Consignes
1. Recopiez l'entretien avec Anna Kozlova entre « La guerre en Ukraine se » et « et tra­duit du russe. », ces deux passages compris.
2. Répondez brièvement à ces questions sur l'entretien avec Anna Kozlova.
(a) Par quel moyen l'entretien a-t-il été réalisé ?
(b) Dans quelle ville Anna Kozlova se trouve-t-elle ?
(c) Quels romans la font connaître des lecteurs français ?

Extrait
____________
La littérature, c’est ce qui fait renaître l’âme humaine, alors que la guerre la dévaste”. Entretien avec Anna Kozlova (Comme une envie de foutre le feu)

La guerre en Ukraine se pour­suit, notre série d’entre­tiens aussi. Anna Koz­lova est connue des lec­teurs fran­çais pour ses romans F 20 et Comme une envie de foutre le feu (éd. Sté­phane Mar­san). L’entretien qui suit a été réa­lisé par cour­riel et tra­duit du russe.

Entre­tien :

AdL : Etes-vous en Rus­sie actuellement ?

AK : Oui, je suis en Rus­sie, à Moscou.

Quelles sont vos impres­sions de la guerre en Ukraine et de l’état d’esprit de vos compatriotes ?
____________
Liste des entrées
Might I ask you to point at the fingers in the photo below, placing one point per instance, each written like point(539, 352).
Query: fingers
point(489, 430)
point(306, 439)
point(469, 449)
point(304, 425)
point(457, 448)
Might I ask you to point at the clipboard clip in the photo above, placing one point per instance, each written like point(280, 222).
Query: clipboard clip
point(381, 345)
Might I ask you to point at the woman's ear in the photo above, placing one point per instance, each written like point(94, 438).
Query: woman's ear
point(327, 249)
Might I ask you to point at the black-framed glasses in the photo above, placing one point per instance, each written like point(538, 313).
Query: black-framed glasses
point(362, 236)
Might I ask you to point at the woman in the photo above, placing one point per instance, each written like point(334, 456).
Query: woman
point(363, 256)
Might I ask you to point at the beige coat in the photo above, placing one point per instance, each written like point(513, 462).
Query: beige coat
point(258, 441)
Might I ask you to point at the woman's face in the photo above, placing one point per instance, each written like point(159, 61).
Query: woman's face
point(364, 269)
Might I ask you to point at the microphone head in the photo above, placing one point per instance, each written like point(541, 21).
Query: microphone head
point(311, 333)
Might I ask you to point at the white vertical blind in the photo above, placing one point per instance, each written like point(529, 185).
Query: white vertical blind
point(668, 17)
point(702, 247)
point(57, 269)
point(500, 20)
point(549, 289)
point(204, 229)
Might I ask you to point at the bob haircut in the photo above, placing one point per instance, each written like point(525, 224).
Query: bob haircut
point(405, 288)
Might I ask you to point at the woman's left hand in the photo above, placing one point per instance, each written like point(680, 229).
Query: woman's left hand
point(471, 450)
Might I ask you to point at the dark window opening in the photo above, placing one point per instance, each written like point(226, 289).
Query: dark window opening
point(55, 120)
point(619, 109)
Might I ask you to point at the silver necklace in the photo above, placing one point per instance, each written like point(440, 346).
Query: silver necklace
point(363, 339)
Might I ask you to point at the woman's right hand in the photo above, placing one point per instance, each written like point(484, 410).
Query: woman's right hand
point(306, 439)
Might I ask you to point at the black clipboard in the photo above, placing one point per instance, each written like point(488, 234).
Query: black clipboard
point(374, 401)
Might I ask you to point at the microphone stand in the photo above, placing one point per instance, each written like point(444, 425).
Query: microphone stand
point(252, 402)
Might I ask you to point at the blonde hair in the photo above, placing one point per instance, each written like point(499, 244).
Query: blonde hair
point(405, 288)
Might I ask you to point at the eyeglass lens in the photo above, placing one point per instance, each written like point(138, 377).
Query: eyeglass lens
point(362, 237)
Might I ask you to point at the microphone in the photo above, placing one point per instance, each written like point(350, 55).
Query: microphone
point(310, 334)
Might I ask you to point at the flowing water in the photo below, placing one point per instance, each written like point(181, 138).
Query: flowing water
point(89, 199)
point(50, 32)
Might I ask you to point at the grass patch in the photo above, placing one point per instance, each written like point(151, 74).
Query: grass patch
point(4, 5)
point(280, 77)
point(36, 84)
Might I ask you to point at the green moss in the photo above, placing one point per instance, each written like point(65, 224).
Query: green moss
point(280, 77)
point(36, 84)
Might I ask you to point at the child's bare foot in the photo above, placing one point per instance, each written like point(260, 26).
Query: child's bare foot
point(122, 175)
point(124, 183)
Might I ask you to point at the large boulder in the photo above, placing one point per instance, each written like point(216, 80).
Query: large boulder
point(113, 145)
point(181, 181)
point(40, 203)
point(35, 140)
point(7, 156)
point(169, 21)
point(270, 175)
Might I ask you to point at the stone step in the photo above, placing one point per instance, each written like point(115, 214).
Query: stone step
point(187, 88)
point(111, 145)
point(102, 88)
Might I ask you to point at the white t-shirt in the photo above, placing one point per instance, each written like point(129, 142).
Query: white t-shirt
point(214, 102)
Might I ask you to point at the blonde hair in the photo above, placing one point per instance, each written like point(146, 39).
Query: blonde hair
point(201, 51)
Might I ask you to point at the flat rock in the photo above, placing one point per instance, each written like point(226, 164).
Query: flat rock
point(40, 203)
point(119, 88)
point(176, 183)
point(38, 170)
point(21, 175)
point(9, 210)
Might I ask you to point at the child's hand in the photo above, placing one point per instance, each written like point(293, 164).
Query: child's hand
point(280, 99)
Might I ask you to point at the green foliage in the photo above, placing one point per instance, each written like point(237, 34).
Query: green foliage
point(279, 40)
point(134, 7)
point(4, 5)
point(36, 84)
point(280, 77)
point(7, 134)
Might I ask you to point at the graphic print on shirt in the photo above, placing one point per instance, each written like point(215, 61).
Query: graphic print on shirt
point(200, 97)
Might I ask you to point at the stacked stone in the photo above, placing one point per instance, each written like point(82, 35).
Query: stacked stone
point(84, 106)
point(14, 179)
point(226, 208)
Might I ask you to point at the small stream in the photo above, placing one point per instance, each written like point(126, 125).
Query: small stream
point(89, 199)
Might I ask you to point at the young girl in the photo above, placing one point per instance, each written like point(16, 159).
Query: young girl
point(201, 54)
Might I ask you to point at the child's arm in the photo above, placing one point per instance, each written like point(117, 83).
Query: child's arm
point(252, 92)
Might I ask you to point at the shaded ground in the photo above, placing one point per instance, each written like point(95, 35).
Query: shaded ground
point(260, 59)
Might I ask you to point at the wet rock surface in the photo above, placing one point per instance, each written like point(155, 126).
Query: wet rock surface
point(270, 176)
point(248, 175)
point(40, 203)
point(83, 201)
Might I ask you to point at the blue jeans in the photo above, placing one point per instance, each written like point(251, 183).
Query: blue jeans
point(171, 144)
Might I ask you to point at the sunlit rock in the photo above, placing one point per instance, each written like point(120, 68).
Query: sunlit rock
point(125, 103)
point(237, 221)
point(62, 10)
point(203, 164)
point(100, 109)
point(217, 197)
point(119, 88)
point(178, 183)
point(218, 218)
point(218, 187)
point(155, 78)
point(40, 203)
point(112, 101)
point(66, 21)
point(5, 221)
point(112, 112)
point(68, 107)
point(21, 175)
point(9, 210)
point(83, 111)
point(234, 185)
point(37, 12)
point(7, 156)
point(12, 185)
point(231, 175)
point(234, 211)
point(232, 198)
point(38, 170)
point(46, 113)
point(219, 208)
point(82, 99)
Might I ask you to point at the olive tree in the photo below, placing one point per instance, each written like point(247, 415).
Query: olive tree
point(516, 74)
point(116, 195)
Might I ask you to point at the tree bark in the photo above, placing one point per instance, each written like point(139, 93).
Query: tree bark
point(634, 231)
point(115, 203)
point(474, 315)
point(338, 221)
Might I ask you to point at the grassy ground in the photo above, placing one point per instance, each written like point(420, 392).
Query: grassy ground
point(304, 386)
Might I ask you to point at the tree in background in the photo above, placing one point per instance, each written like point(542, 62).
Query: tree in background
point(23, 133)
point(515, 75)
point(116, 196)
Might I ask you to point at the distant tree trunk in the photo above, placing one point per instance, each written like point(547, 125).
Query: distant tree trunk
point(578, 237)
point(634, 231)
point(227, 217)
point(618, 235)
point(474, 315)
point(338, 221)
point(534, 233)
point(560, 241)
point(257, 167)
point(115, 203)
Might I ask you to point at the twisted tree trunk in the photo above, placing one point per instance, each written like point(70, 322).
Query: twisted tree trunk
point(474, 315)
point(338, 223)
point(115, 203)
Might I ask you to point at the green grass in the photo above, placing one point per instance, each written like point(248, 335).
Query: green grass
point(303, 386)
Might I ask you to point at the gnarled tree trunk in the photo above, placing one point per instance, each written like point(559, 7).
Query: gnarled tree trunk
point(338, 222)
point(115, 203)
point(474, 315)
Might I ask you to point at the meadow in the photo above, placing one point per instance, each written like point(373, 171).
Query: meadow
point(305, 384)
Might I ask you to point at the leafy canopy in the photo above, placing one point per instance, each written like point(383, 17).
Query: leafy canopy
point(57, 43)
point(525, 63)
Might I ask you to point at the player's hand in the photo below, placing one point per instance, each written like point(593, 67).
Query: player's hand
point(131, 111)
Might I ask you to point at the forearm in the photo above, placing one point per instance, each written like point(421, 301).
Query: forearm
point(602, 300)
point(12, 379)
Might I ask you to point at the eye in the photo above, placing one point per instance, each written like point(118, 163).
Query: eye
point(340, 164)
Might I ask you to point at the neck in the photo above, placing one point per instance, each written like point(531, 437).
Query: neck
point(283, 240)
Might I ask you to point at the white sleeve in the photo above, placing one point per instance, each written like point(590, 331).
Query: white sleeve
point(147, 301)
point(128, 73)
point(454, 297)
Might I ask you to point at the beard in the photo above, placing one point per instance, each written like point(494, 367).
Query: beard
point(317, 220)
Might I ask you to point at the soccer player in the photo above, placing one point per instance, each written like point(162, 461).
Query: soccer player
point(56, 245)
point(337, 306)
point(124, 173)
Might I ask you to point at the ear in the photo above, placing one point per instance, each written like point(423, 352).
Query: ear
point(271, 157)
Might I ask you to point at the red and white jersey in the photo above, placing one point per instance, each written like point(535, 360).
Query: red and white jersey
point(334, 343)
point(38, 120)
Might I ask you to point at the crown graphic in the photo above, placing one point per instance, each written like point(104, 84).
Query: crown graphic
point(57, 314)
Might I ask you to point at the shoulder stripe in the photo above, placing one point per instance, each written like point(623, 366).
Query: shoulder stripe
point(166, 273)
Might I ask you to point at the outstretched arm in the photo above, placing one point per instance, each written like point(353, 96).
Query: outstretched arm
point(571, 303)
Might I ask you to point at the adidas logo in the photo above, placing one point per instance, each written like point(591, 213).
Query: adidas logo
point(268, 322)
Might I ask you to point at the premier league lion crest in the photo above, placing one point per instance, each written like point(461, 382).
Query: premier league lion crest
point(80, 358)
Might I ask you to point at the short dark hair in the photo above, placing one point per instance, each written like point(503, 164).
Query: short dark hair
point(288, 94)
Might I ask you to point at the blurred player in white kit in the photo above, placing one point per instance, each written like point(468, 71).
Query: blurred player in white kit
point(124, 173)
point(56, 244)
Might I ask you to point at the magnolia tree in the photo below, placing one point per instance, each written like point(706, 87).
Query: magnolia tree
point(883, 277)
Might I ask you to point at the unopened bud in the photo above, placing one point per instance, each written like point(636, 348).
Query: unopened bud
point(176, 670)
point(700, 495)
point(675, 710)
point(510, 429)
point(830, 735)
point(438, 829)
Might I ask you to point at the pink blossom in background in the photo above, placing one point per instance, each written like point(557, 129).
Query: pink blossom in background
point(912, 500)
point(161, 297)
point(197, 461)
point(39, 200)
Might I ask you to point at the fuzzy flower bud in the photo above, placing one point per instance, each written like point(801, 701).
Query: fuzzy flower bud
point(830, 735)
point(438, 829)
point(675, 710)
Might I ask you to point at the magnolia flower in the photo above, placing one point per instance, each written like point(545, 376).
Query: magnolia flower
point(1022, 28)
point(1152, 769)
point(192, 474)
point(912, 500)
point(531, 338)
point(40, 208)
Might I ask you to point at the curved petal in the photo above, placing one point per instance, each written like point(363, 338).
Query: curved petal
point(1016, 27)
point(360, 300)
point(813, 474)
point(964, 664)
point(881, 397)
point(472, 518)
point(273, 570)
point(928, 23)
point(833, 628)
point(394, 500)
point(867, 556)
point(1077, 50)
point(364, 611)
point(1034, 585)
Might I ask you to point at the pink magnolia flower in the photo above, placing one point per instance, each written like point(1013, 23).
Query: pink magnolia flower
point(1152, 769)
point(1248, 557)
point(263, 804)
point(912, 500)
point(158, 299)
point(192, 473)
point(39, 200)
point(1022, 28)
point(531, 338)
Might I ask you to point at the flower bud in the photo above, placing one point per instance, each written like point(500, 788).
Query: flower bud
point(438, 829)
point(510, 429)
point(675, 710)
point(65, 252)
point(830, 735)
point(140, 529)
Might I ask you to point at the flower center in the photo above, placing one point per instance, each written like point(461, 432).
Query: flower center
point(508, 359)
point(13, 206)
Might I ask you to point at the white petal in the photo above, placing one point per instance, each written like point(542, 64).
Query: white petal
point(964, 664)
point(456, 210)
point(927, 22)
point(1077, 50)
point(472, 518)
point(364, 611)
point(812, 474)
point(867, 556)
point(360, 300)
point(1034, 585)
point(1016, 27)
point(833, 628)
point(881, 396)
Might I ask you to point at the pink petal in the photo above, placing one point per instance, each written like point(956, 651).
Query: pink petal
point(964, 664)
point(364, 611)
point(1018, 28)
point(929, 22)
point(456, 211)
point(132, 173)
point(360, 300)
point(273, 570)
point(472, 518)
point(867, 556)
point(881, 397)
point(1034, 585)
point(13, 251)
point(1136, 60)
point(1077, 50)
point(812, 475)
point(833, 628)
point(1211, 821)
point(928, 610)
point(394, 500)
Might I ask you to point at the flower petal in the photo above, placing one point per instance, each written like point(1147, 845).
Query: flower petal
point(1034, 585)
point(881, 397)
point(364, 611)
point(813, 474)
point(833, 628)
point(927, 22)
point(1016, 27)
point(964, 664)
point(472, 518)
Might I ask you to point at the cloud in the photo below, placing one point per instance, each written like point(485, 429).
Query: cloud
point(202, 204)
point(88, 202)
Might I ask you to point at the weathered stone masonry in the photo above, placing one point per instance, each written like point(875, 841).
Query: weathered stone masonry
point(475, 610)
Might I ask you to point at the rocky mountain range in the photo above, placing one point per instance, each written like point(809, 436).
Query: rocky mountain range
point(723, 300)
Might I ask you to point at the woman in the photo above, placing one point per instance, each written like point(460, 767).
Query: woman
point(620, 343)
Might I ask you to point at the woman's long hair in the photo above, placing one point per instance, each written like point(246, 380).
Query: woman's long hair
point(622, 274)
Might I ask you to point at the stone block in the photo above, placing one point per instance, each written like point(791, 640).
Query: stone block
____________
Réponses
1.
La guerre en Ukraine se pour­suit, notre série d’entre­tiens aussi. Anna Koz­lova est connue des lec­teurs fran­çais pour ses romans F 20 et Comme une envie de foutre le feu (éd. Sté­phane Mar­san). L’entretien qui suit a été réa­lisé par cour­riel et tra­duit du russe.

2.
(a) Par courriel.
(b) À Moscou.
(c) F 20 et Comme une envie de foutre le feu.